* [AIM] Resume the post about the engine that crackles and misses above 3K rpm, continuing from where it stops.

* [PAGE EXTRACT]
::::::::::

I get a crackling noise out of the exhaust and a rev limiter effect only in gear with a load acclerating when the engine gets up to 3K plus rpms. I get a missing or a roughness when holding rpms above idle in neutral, and it gets progressively worse as the rpms increase. Idles fine (except for inconsistant idle and vacuum), flat revs fine to wherever, and generally accelerates fine until I get up around 3K rpms.

I shorted out the plugs with the engine idling and couldn't find any missing cylinders at idle. Can this rule out ignition problems?

Then I reset the preload on the valves to roughly 1/4 past zero. Went for a test drove and the valve adjust didn't help any. One thing that I did notice while adjusting the valves is that a couple of the pushrods didn't turn as fast as the rest. But, all the valves seemed to open the same. The springs all looked to be in good shape. Can a bad valvetrain be ruled out?

::::::::::

Dataset lines on where objects appear:
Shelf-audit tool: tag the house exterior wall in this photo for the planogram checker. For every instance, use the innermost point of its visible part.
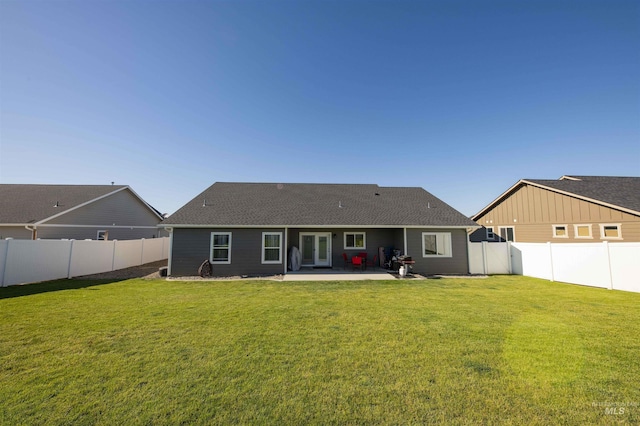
(375, 238)
(17, 232)
(190, 247)
(456, 264)
(533, 211)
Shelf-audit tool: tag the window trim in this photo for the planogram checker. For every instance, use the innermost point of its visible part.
(617, 225)
(513, 229)
(263, 251)
(581, 237)
(566, 231)
(364, 240)
(448, 245)
(490, 234)
(220, 262)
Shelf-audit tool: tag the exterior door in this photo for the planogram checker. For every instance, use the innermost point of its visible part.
(315, 248)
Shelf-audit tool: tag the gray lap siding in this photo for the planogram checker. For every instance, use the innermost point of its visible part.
(190, 247)
(457, 264)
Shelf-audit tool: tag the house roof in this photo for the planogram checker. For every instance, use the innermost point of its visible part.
(303, 204)
(33, 204)
(622, 193)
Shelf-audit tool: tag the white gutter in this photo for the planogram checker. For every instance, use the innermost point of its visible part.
(33, 230)
(170, 230)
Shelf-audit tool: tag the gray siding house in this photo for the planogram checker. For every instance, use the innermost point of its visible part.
(96, 212)
(249, 228)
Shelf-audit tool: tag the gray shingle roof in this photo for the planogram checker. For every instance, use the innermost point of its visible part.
(619, 191)
(299, 204)
(23, 204)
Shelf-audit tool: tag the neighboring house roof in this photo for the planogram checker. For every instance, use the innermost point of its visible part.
(622, 193)
(34, 204)
(304, 204)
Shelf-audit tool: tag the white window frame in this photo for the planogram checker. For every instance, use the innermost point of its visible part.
(513, 228)
(448, 250)
(581, 237)
(490, 234)
(617, 225)
(211, 247)
(264, 248)
(364, 241)
(566, 231)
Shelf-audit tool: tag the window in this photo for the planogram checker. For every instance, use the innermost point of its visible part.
(436, 244)
(490, 234)
(610, 231)
(583, 231)
(507, 233)
(271, 247)
(220, 247)
(560, 231)
(355, 240)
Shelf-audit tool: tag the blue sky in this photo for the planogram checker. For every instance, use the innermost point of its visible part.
(462, 98)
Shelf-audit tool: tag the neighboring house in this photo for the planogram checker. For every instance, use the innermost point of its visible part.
(570, 209)
(249, 228)
(97, 212)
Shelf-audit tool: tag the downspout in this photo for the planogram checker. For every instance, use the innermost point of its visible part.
(34, 231)
(170, 231)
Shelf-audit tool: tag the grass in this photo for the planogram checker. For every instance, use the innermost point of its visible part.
(508, 350)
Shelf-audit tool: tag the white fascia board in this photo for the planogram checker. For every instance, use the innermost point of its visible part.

::::::::::

* [IN RESPONSE]
I think I have a problem with my valve seals or guides on the one head, as previously determined here. Would the increase in rpms have enough effect to cause the engine to miss when the rpms are up?

Another thing that I thought of is a vacuum leak causing a lean condition which causes missing or popping. Possibility?

What kind of condition am I actually seeing with this driveability problem?

Just want to know what i'm dealing with for when I pull the top end down. No sense throwing an intake on and having the heads checked, then having the same issues again when put back together.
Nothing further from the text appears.